Исходный текст

++++++++++++++++++++

Михаил Соколов: У меня у меня есть видео про Владимира Путина, который говорит на тему медицины.
Ваш браузер не поддерживает HTML5
Михаил Соколов: Такое не очень внятное заявление.
Евгений Гонтмахер: У нас принимается каждый год госпрограмма государственных гарантий в сфере оказания медицинской помощи, где написано вполне конкретно, мы не обсуждаем размеры этих госгарантий, но там конкретно написано, сколько каждому человеку положено посещений врача бесплатно, госпитализация и так далее. Плюс есть программа ОМС. Поэтому, когда Владимир Владимирович говорит, что конкретно должно быть бесплатно, вообще, формально говоря, это существует. Снова же, контекст не очень понятен.
Михаил Соколов: Анна, как вы воспринимаете эти заявления? Это некое изменение политики или, может быть, это просто такой вброс, проверить, как люди среагируют, как медики на это посмотрят?
Анна Землянухина: Я считаю, что это не вброс. У меня, как у человека, работающего внутри самой государственной системы, в здравоохранении, есть свое понимание этого вопроса. Потому что в последние годы финансирование здравоохранения все время уменьшается фактически, программа госгарантий остается достаточно широкой, того финансирования, которое выделяется, фактически недостаточно на обеспечение тех гарантий, которые государство предоставляет своим гражданам. Мы постоянно сталкиваемся с тем, что пациенту очень много положено по госгарантиям, но многие поликлиники, особенно районные больницы, областные больницы, поскольку они переведены на самофинансирование, они оказываются на грани банкротства, потому что тех денег, которые выделяет им государство, недостаточно для того, чтобы обеспечить пациентов всем, что им положено по программе госгарантий.
Михаил Соколов: Они начинают, наверное, еще врачей сокращать, ставки, экономить?

++++++++++++++++++++

Задача
Ответьте на вопросы по исходному тексту.
1. Какая программа, по словам Евгения Гонтмахера, существует помимо ежегодной госпрограммы государственных гарантий?
2. Где работает Анна Землянухина, по ее собственным словам?
3. Почему, по словам Анны Землянухиной, районные и областные больницы оказываются на грани банкротства?

++++++++++++++++++++

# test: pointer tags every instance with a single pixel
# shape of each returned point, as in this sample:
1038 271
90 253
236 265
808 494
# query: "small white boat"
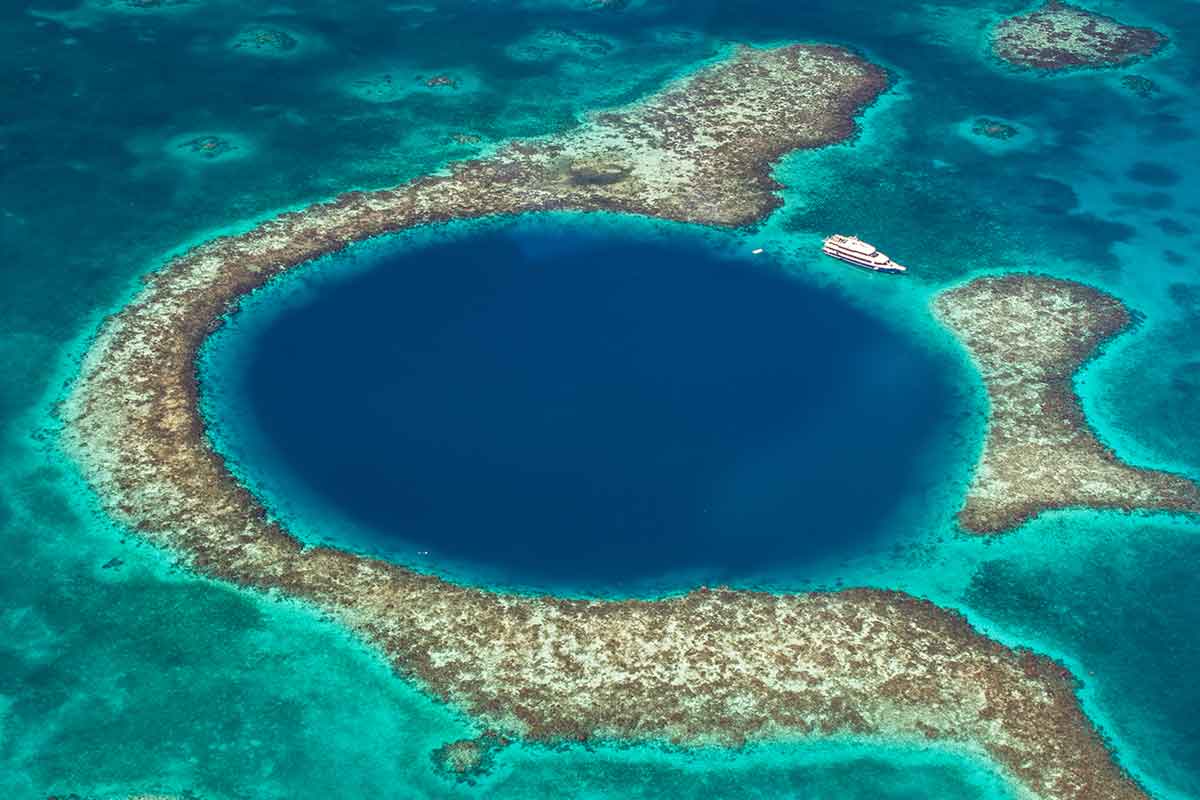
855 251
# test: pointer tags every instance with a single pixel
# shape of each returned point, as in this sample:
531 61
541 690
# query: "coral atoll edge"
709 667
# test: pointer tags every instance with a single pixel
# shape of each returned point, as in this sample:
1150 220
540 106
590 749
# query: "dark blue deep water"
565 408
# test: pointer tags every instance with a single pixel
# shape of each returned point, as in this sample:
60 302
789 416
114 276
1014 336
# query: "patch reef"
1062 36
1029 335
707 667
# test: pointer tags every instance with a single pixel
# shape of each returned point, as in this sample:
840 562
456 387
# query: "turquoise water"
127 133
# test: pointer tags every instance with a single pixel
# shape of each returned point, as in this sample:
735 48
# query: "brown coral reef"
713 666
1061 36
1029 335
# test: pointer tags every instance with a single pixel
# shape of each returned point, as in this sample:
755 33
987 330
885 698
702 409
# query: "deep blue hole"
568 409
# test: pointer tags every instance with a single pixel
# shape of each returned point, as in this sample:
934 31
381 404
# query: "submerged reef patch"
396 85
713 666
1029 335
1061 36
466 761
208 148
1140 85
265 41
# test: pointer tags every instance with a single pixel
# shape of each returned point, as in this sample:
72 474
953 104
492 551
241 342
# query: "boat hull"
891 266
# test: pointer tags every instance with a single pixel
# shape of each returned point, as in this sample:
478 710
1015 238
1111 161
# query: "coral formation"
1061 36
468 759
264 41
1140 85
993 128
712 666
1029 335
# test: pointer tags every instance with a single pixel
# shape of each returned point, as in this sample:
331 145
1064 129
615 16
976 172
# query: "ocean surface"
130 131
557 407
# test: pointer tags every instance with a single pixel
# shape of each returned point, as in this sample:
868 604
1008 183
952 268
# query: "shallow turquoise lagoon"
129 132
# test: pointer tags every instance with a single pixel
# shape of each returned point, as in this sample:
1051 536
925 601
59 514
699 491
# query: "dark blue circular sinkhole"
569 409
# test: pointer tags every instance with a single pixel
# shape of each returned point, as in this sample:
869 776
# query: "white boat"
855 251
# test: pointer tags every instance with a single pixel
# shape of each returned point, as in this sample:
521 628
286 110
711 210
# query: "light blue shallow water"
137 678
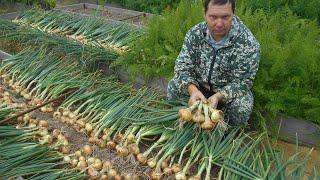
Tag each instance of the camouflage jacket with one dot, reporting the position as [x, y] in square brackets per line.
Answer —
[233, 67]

++++++++++++++++++++

Разбор решения
1. Программа ОМС.
2. Внутри самой государственной системы, в здравоохранении.
3. Они переведены на самофинансирование, а выделяемых государством денег недостаточно, чтобы обеспечить пациентов всем, что им положено по программе госгарантий.